▶ **Problem to solve**
Please state how many lines in the data below contain the string "dark", treating uppercase and lowercase as different. Give only the number.

▶ **Given information**
________

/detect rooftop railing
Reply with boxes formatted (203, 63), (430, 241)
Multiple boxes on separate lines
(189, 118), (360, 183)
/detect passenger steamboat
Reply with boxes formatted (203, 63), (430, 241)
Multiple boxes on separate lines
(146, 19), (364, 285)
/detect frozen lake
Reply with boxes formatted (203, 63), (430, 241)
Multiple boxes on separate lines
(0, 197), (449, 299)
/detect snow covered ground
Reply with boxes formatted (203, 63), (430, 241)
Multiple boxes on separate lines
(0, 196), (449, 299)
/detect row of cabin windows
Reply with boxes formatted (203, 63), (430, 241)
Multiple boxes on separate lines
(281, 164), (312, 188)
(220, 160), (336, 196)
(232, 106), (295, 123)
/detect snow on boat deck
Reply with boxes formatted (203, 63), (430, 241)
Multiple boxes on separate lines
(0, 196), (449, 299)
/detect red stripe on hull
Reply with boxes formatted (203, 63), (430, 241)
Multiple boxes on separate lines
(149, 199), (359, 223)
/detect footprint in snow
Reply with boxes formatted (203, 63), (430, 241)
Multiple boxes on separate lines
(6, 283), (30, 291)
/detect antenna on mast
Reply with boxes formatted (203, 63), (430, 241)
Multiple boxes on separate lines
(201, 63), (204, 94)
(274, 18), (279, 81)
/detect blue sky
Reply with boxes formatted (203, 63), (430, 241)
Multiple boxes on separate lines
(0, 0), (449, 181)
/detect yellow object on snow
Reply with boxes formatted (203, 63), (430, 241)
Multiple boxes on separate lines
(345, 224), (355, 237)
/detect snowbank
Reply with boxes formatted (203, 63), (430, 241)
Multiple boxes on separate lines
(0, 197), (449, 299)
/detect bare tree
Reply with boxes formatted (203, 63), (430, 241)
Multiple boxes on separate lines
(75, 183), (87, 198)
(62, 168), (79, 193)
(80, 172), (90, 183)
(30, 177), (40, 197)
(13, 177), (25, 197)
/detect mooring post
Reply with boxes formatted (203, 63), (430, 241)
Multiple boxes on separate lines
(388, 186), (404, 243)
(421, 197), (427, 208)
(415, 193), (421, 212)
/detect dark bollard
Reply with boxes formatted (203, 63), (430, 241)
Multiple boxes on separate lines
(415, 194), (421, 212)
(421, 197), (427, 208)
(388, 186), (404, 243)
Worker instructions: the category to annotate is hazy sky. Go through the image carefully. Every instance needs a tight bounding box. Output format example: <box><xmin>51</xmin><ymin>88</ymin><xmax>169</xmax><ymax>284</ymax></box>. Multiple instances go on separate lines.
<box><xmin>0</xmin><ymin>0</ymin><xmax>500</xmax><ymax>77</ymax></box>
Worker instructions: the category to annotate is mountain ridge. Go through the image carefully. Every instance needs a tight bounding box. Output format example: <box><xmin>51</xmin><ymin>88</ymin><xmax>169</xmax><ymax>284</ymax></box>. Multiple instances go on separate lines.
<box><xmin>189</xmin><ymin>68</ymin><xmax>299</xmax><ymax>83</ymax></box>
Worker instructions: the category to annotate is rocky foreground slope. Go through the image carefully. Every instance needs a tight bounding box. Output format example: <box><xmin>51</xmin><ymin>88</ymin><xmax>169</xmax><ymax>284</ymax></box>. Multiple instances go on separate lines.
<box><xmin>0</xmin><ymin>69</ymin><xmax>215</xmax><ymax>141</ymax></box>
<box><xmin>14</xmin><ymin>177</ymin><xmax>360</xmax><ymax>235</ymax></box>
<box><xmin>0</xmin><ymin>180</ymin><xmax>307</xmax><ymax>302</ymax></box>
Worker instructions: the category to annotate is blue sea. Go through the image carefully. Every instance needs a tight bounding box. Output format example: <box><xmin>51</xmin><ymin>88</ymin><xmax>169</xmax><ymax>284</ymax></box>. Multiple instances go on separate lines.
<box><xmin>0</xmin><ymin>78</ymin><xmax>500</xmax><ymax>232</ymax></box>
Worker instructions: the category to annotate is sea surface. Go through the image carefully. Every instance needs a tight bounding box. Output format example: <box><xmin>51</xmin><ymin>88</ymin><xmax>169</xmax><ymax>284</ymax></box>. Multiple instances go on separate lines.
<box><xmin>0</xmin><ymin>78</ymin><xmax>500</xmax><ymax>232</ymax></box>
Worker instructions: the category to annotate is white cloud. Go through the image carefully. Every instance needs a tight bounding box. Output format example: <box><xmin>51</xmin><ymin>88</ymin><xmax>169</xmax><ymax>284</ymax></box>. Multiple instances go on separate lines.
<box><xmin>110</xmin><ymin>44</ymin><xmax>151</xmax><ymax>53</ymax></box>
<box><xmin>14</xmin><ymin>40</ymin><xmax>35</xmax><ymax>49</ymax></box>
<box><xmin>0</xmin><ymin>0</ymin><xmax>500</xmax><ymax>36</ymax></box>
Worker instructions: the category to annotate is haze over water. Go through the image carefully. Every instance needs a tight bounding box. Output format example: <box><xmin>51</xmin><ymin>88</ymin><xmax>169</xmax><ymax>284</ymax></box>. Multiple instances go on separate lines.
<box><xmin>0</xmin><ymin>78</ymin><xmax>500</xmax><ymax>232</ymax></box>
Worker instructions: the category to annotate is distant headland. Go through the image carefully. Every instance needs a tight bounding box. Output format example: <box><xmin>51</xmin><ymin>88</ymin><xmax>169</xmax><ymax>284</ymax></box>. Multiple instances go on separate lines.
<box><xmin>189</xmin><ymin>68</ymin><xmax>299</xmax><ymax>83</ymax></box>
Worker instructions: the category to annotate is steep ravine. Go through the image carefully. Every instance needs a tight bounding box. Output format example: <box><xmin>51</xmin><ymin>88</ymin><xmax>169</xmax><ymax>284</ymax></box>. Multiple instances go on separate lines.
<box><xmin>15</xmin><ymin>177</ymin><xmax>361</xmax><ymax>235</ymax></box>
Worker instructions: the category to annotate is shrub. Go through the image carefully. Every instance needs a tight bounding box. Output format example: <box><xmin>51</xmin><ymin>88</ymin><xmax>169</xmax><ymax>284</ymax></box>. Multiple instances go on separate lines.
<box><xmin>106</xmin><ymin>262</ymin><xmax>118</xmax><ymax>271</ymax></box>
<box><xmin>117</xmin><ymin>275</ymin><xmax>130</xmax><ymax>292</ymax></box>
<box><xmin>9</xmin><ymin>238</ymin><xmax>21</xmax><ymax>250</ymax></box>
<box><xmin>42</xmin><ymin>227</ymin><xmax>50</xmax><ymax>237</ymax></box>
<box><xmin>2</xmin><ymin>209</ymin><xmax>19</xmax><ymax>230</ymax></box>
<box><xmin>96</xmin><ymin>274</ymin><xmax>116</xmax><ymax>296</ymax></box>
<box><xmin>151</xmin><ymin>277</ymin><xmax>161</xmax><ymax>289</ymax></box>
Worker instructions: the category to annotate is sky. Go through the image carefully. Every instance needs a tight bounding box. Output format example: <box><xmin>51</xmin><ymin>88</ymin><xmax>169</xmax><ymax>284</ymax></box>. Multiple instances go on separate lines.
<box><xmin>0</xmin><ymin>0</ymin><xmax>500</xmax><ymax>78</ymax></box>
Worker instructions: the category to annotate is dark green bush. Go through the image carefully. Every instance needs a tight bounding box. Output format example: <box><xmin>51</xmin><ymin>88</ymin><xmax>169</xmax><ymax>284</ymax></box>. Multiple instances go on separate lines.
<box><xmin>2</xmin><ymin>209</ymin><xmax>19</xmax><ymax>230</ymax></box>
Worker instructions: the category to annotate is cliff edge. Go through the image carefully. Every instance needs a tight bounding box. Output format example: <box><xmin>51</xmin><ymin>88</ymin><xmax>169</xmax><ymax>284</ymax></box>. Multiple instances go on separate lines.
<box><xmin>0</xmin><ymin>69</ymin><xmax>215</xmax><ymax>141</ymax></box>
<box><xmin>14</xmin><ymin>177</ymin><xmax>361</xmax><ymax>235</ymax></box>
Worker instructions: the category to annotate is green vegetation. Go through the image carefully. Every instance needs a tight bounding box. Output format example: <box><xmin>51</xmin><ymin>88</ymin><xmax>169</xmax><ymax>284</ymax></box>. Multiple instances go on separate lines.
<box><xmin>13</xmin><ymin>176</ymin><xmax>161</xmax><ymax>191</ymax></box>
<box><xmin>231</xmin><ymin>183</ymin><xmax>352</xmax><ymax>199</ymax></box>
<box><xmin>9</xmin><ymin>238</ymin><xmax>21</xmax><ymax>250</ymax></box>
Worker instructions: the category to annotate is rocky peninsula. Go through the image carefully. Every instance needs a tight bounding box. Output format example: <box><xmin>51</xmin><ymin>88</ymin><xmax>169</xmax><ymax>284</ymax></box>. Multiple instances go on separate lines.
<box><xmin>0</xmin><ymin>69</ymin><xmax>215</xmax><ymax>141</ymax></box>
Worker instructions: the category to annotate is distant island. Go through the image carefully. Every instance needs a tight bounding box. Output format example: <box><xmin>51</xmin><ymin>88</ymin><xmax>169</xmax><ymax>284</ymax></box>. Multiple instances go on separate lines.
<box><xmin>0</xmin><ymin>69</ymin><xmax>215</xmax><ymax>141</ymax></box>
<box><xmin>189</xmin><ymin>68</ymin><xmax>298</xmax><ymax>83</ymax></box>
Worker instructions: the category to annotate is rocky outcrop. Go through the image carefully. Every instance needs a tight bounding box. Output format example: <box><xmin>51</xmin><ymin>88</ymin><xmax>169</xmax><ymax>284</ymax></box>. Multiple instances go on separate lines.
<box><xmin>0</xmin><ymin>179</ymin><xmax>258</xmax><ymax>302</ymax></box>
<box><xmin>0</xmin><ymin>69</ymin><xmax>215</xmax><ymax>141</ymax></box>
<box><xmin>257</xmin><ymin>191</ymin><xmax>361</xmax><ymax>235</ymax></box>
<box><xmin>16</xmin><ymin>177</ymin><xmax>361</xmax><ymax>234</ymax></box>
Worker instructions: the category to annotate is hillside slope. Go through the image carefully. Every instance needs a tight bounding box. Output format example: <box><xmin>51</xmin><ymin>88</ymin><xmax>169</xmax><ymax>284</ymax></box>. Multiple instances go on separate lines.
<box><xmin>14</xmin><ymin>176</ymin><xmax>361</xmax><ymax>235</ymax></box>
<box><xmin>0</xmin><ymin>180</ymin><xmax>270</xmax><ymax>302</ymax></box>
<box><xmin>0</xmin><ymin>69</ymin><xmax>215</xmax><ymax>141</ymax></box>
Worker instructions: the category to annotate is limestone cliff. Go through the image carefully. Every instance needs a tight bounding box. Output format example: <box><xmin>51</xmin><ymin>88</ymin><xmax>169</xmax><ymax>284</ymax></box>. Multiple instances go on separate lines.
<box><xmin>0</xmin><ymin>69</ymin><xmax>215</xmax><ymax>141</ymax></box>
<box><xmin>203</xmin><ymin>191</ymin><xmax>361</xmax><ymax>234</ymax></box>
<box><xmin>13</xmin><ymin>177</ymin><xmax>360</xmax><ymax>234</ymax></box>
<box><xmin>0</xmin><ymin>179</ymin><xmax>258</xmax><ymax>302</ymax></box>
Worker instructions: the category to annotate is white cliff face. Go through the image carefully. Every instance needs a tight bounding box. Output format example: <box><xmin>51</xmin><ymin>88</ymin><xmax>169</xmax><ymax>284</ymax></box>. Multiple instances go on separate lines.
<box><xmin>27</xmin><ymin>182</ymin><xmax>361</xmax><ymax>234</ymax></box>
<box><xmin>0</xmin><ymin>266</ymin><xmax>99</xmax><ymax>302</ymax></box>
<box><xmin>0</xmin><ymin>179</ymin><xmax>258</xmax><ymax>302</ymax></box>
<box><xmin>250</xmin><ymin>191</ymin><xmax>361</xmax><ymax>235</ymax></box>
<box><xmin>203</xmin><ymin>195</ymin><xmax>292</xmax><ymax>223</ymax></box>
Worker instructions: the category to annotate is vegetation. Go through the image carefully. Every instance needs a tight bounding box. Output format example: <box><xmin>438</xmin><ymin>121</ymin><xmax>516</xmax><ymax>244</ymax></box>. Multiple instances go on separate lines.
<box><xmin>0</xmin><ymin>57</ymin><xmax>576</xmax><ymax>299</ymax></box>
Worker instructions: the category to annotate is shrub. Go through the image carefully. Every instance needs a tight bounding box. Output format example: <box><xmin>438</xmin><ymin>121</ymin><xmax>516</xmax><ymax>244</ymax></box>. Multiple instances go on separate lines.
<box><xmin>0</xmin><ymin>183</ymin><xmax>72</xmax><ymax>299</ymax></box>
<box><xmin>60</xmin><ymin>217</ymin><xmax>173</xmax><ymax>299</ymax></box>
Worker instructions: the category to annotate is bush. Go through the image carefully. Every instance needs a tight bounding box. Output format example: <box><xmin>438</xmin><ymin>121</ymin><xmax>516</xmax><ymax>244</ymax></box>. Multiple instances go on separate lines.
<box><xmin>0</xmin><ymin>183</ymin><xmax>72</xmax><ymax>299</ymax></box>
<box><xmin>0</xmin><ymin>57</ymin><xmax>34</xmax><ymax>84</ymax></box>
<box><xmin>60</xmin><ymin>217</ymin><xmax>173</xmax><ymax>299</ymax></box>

________

▶ **Complete response**
2